YOUR TASK.
Copy the data below word for word, omitting the pictures.

ENTRIES PROVIDED.
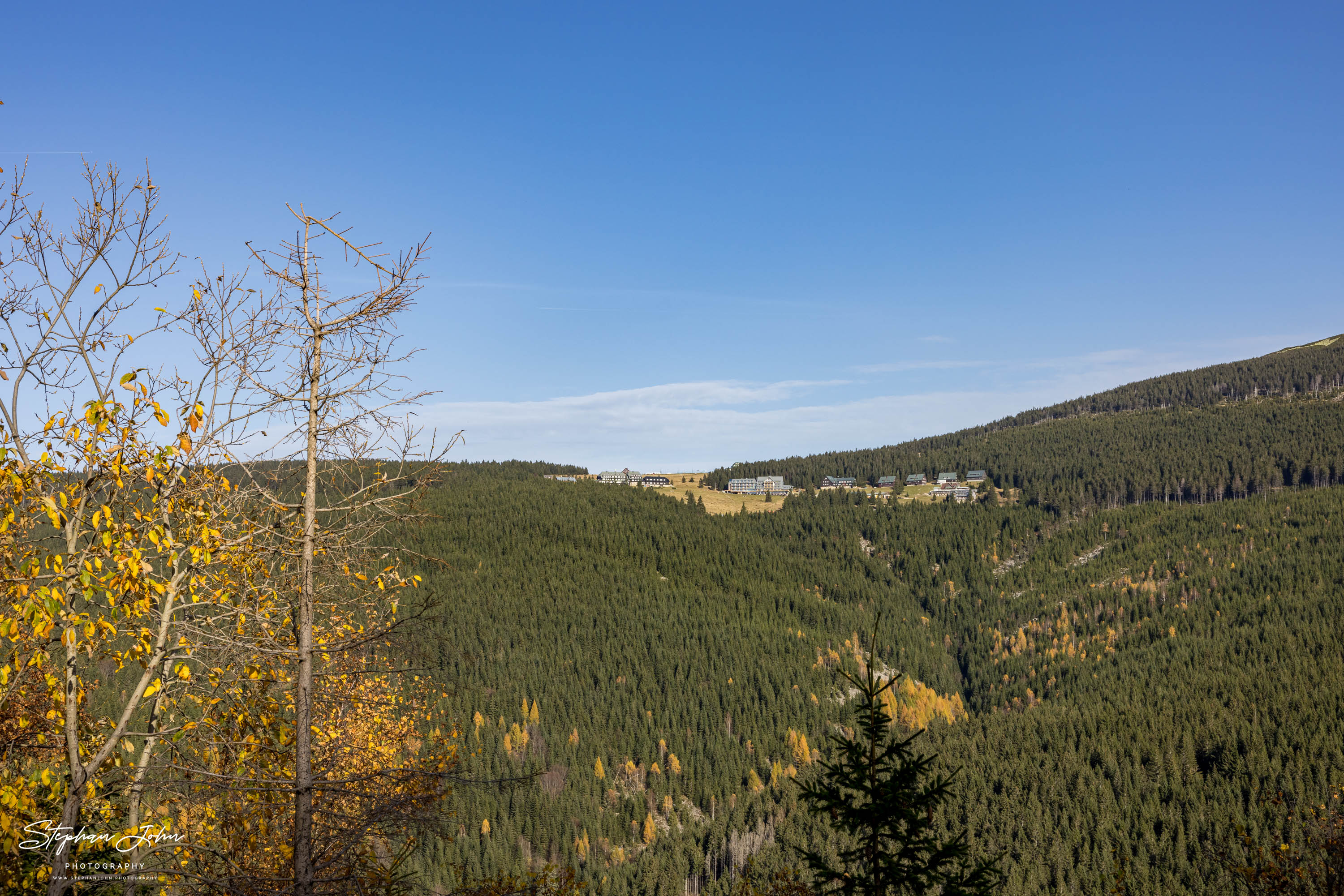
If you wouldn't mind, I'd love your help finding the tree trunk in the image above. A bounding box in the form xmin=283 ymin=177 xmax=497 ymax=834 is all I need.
xmin=294 ymin=290 xmax=323 ymax=896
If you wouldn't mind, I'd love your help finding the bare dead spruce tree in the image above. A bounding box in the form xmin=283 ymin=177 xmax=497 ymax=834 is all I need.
xmin=173 ymin=210 xmax=457 ymax=896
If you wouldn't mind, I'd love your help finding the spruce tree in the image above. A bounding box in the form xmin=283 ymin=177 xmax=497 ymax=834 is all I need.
xmin=794 ymin=618 xmax=1003 ymax=896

CORRECT RESULT.
If you wouldn't mind, I'd love your help finding the tree trunk in the image above. A bounding box in the form xmin=283 ymin=177 xmax=497 ymax=834 is all I need.
xmin=294 ymin=290 xmax=323 ymax=896
If you wouldn't mind, I'd love your help finding the bare dead spruce tree in the image above. A bounding box in the form xmin=283 ymin=177 xmax=497 ymax=834 is all I need.
xmin=173 ymin=210 xmax=457 ymax=896
If you wouldn't mind, I'd love your help finding the spruce tree in the image above. A bounding box in the form xmin=283 ymin=177 xmax=497 ymax=834 is all I need.
xmin=794 ymin=618 xmax=1003 ymax=896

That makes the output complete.